* begin DOCUMENT EXCERPT *

Pike steals from Brand, bricks a 15 footer, Eddy puts one in. AD is down with an injury. TO Bulls. 75-70


----------



## mizenkay (Dec 29, 2003)

spongyfungy said:


> blocked by Eddy! He's turning up his defensive instensity once again.
> 
> Blocked again!!
> 
> 5 blocks this game. Eddy just stepped out and blocked them!



season high for * big ed*

:rbanana:


----------



## ChiBron (Jun 24, 2002)

Eddy!


----------



## BenDengGo (Feb 1, 2004)

what the curry with 2 b2b blocks !!!
5!!! so far


----------



## bullet (Jul 1, 2003)

Eddy with some D tonight - 5 blks!!!


----------



## rwj333 (Aug 10, 2002)

6 offensive rebounds. That's gotta be a season high as well.


----------



## remlover (Jan 22, 2004)

Sounds/reads look like Curry is having a monster game. 

We are scraping again.

Let's GET THIS WIN!


----------



## dkg1 (May 31, 2002)

I can't believe this game is not being televised. Damn the Clippers for playing this so early. Bulls have a season high 10 steals


----------



## bullsville (Jan 23, 2005)

* end DOCUMENT EXCERPT *
* begin DATA SHOWN *

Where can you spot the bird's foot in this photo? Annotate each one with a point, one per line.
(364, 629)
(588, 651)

* end DATA SHOWN *
* begin DATA SHOWN *

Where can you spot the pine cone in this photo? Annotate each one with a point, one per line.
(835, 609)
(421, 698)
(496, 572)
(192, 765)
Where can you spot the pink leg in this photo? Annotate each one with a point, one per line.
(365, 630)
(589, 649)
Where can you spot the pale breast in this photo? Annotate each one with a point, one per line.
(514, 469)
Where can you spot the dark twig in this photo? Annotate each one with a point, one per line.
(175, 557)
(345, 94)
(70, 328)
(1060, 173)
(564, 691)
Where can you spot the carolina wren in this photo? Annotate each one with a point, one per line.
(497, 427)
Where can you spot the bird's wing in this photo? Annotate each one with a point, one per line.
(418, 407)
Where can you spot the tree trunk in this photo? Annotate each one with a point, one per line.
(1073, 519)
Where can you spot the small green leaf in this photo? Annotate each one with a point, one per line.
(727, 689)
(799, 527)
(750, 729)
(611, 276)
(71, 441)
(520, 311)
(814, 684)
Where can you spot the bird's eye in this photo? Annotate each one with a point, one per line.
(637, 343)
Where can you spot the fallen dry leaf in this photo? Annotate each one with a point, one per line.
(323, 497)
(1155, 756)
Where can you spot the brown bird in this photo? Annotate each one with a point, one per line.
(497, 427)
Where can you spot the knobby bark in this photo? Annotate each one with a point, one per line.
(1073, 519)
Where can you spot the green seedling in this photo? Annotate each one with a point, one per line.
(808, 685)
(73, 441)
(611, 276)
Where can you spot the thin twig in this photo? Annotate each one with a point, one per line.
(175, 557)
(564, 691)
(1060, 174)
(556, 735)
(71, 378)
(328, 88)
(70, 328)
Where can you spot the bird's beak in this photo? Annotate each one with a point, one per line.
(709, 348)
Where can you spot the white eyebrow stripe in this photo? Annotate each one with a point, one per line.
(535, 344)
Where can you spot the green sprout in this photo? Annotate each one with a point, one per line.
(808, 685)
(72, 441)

* end DATA SHOWN *

## REQUIREMENT
Please transcribe the stretch of the Bulls game thread from "## bullet (Jul" through "high as well.". The rows are separate material, apart from the Bulls game thread.

## RESPONSE TO THIS TASK
## bullet (Jul 1, 2003)

Eddy with some D tonight - 5 blks!!!


----------



## rwj333 (Aug 10, 2002)

6 offensive rebounds. That's gotta be a season high as well.